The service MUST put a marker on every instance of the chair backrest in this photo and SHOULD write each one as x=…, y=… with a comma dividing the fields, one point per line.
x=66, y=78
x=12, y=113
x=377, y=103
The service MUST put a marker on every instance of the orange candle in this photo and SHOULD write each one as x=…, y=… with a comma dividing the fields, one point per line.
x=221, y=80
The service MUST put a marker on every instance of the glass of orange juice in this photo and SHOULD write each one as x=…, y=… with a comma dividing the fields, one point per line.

━━━━

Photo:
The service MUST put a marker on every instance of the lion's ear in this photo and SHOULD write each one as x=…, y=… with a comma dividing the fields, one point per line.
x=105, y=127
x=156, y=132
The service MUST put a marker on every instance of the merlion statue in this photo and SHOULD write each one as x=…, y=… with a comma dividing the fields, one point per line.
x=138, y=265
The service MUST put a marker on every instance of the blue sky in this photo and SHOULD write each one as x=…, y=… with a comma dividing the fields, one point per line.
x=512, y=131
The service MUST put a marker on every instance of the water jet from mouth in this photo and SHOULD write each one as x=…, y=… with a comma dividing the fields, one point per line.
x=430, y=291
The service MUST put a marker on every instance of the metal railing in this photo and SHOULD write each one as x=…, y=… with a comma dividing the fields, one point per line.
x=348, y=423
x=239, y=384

━━━━

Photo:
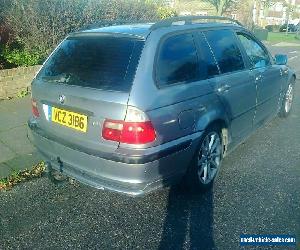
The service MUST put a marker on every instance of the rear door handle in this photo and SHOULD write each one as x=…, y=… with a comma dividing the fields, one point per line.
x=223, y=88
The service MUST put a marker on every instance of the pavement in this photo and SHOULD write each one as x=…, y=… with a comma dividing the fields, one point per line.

━━━━

Aim of the task
Begin at the line above that has "of the chair" and stop after the line that has "of the glass", copying each line exactly and adding nothing else.

Expected output
The service MUST put a marker on every instance of the chair backrest in this photo and SHOULD write each one as x=…, y=… with a comma dividing the fields, one point per line.
x=66, y=78
x=12, y=113
x=377, y=103
The service MUST put a marker on every instance of the orange candle in this photo and SHOULD write each one as x=…, y=… with a comma dividing the fields, one point per line.
x=221, y=80
The service MUST put a marker on every instance of the glass of orange juice in this photo and SHOULD write each one as x=…, y=… with a comma dividing the fields, one point per line.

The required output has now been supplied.